> [Data provided]:
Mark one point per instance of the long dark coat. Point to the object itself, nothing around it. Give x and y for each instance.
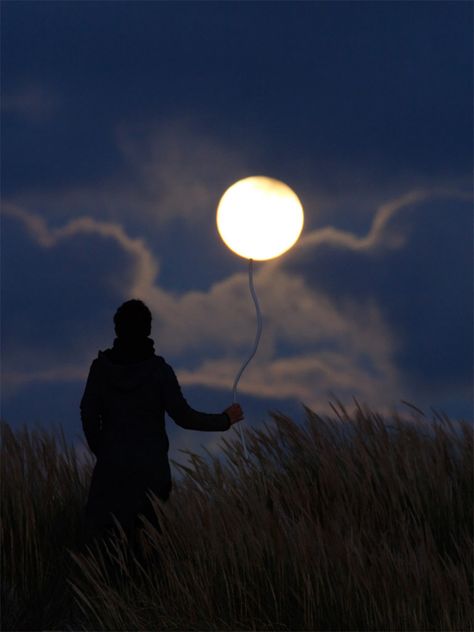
(128, 391)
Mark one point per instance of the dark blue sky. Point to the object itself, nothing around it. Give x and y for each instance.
(124, 122)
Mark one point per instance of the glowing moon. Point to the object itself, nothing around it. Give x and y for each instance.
(259, 218)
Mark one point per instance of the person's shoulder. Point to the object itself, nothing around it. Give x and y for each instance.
(161, 366)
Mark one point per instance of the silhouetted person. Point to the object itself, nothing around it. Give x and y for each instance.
(128, 391)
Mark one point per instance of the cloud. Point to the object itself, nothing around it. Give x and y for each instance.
(309, 345)
(31, 101)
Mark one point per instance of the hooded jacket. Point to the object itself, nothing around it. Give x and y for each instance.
(127, 393)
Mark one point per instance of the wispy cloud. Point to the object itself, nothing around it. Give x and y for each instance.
(346, 349)
(32, 101)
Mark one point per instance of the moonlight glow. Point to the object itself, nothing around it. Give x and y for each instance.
(259, 218)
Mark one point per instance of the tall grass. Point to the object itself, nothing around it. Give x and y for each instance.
(346, 523)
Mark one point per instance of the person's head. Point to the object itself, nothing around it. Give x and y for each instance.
(132, 320)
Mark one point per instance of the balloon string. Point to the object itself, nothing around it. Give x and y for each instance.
(254, 350)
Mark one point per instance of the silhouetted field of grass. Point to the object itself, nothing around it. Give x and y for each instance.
(352, 522)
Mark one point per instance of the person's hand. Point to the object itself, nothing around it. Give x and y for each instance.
(234, 413)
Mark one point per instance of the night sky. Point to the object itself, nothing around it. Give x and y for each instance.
(124, 122)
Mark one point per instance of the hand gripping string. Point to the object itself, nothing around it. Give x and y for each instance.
(254, 350)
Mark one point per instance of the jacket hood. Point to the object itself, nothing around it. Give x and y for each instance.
(127, 377)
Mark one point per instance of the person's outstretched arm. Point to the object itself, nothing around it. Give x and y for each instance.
(181, 412)
(90, 410)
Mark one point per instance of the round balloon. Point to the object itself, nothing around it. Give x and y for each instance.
(259, 218)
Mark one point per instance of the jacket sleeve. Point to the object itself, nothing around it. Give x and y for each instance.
(91, 410)
(182, 413)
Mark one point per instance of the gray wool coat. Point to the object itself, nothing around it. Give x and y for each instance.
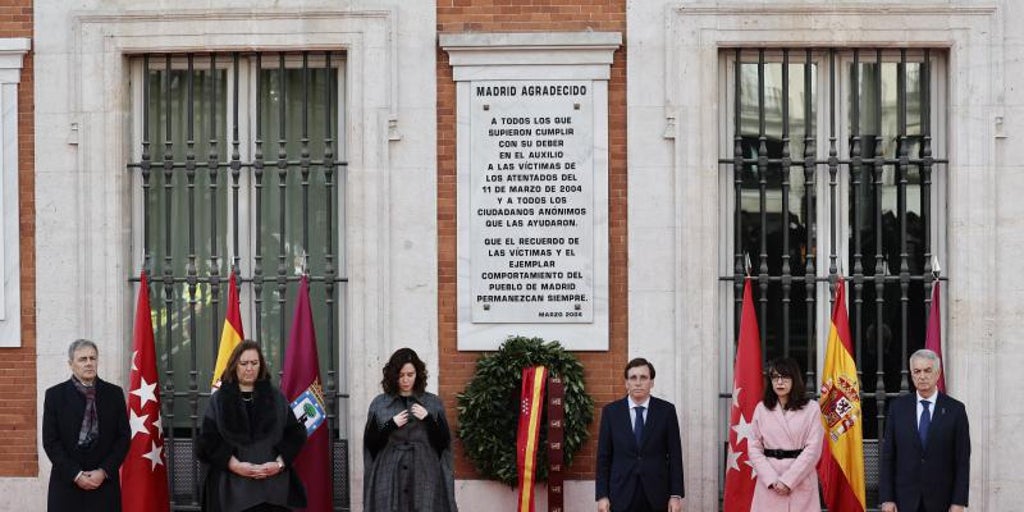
(408, 468)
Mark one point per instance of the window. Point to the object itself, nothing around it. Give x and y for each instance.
(236, 166)
(834, 164)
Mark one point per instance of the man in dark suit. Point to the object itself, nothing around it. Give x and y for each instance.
(926, 454)
(85, 435)
(639, 455)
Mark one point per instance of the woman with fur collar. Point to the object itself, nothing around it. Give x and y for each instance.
(249, 439)
(407, 444)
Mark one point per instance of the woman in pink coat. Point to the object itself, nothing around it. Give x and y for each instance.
(786, 443)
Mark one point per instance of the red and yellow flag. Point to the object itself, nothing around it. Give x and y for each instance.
(143, 474)
(231, 335)
(528, 436)
(841, 468)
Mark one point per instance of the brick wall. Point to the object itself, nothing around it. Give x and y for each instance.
(603, 370)
(17, 366)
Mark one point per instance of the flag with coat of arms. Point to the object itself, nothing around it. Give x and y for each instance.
(301, 386)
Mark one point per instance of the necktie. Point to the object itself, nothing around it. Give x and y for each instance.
(638, 424)
(926, 421)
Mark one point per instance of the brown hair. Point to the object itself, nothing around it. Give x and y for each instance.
(785, 367)
(231, 371)
(393, 367)
(638, 361)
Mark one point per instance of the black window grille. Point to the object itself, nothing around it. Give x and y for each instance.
(236, 168)
(830, 167)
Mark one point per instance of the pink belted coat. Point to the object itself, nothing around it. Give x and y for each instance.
(778, 429)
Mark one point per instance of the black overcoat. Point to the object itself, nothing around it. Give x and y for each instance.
(227, 432)
(62, 412)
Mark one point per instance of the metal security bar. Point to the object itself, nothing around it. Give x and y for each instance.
(237, 169)
(832, 167)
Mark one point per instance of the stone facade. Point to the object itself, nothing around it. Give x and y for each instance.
(664, 196)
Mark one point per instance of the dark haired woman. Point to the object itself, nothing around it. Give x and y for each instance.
(407, 444)
(785, 444)
(249, 439)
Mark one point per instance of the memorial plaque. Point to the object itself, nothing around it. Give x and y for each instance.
(531, 202)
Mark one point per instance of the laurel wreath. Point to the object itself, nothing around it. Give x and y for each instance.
(488, 409)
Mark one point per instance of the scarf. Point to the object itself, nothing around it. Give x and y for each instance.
(90, 422)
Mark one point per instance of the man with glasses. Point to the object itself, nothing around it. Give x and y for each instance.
(639, 455)
(85, 435)
(926, 453)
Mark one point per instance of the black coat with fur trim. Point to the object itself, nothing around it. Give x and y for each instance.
(259, 435)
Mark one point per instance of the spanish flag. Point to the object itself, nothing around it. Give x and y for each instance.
(528, 435)
(231, 335)
(841, 468)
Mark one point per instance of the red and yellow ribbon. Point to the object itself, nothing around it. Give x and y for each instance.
(531, 400)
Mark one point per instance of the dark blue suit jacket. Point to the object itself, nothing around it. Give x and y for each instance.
(657, 462)
(939, 472)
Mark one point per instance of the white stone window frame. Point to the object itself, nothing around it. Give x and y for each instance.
(674, 91)
(12, 51)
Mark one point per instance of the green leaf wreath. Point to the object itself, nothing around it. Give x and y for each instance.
(488, 410)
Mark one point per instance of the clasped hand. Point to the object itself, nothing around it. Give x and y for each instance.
(401, 418)
(254, 471)
(779, 488)
(90, 480)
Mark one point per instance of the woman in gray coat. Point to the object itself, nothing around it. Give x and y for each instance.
(407, 444)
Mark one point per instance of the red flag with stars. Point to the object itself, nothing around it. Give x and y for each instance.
(748, 388)
(143, 474)
(301, 385)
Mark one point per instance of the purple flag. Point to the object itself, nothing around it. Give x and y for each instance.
(301, 385)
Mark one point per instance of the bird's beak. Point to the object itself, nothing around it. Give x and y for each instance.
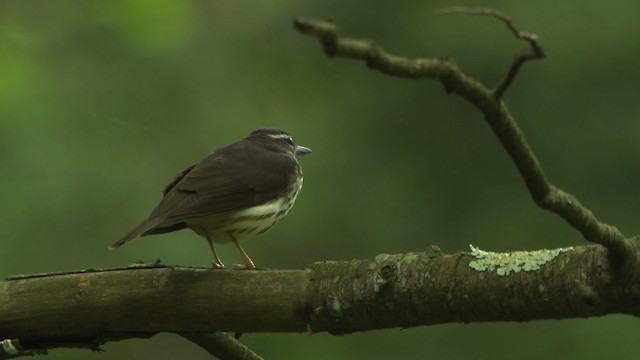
(301, 150)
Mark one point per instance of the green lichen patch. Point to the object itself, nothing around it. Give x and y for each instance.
(505, 263)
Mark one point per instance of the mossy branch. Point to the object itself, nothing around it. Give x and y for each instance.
(489, 103)
(86, 309)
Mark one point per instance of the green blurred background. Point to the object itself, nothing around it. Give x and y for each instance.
(103, 102)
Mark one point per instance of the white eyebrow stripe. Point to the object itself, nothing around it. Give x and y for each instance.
(279, 136)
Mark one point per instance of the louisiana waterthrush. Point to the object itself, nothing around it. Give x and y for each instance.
(237, 192)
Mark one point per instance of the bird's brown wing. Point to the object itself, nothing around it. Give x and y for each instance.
(222, 183)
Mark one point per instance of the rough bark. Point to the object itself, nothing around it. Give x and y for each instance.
(88, 308)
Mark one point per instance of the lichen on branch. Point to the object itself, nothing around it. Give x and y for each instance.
(495, 112)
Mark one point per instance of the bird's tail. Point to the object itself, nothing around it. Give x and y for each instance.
(142, 228)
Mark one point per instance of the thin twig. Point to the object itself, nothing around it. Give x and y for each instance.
(545, 194)
(536, 52)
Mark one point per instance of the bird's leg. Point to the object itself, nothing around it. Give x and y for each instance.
(248, 263)
(218, 264)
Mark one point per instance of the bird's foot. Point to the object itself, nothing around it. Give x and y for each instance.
(246, 266)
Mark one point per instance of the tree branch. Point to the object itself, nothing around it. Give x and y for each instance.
(536, 49)
(545, 195)
(221, 345)
(89, 308)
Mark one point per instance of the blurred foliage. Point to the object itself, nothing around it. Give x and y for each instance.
(103, 102)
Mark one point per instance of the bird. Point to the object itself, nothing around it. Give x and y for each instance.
(237, 192)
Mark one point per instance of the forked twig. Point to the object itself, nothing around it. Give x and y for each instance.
(536, 51)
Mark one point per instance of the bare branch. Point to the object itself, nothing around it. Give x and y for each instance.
(536, 49)
(222, 346)
(545, 194)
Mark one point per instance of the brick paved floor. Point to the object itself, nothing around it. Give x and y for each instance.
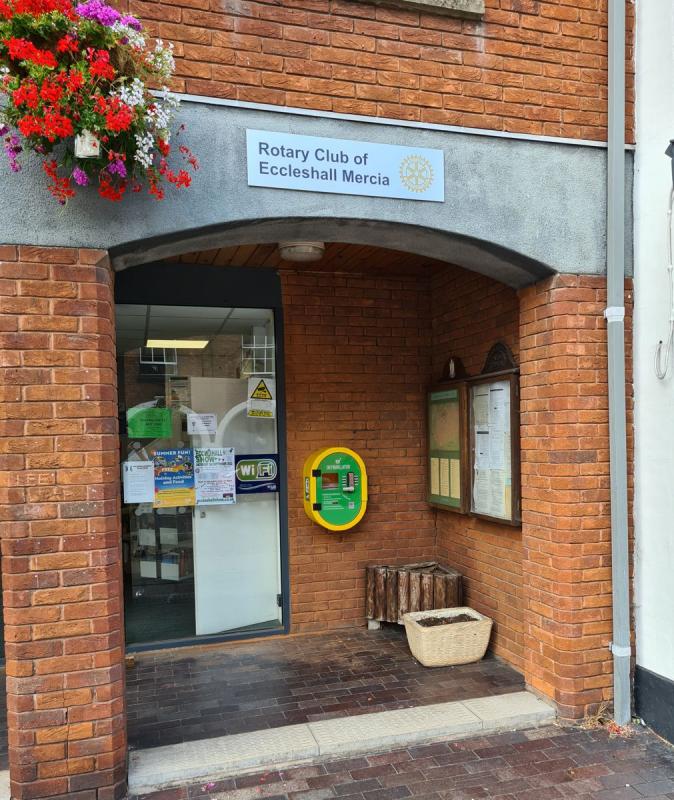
(177, 696)
(543, 764)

> [The request]: Quote exactly, and nothing besides, the lines from the one with "Mark one point per instance of the louisiana" through the end of the records above; include both ends and omit the pictures.

> [Written response]:
Mark one point per instance of the louisiana waterthrush. Point to the object itself, nothing around it. Give x and y for each instance.
(237, 192)
Mark one point per instance of the bird's brown wing. Point to the object itself, nothing around it. Give x and y for each instance.
(222, 183)
Mark one point per instance of the rough bark. Point to the object itself, nothing around it. Give x and y for each instance.
(88, 308)
Mark one point per instance of the lichen on branch. Point to the object itself, nothing around it. Give x and y for each instance.
(495, 112)
Mark one point per instance of the bird's tail. Point to the object itself, nothing around it. Give x and y for each instance.
(142, 228)
Mark one point per instance of the thin twig. Point to the object itself, nothing around it. Give x and y for each instance.
(545, 194)
(536, 52)
Mark one point per instance of the bird's leg. Point to the object itself, nothing around it. Give x and y for each instance.
(248, 263)
(218, 264)
Mark one point per instance of the bird's foot. Point to the object itself, nothing around it. Give x and y for each instance.
(246, 266)
Mark one point per instance of the tree branch. Point to the object itself, nothing around it. Give x and y for each instance.
(536, 49)
(545, 195)
(221, 345)
(89, 308)
Mark one point per instance of the blurred foliage. Point to the object itself, nothing around it. Give x and y for each instance.
(103, 102)
Mark one point per instance of the bird. Point to the object itself, nothing around it. Give x and y for each instance.
(237, 192)
Mark one point per instance of the forked twig. Point to the object itself, nothing around it. Give x and y for each instance.
(536, 51)
Mark one point per instance of the bare branch. Point to the object itself, nothing around it. Give x and y for each instance.
(536, 49)
(222, 346)
(545, 194)
Mark one point per instance of the brick paved floor. Point to the object itself, nothing around it. Give x and y for each instance.
(177, 696)
(543, 764)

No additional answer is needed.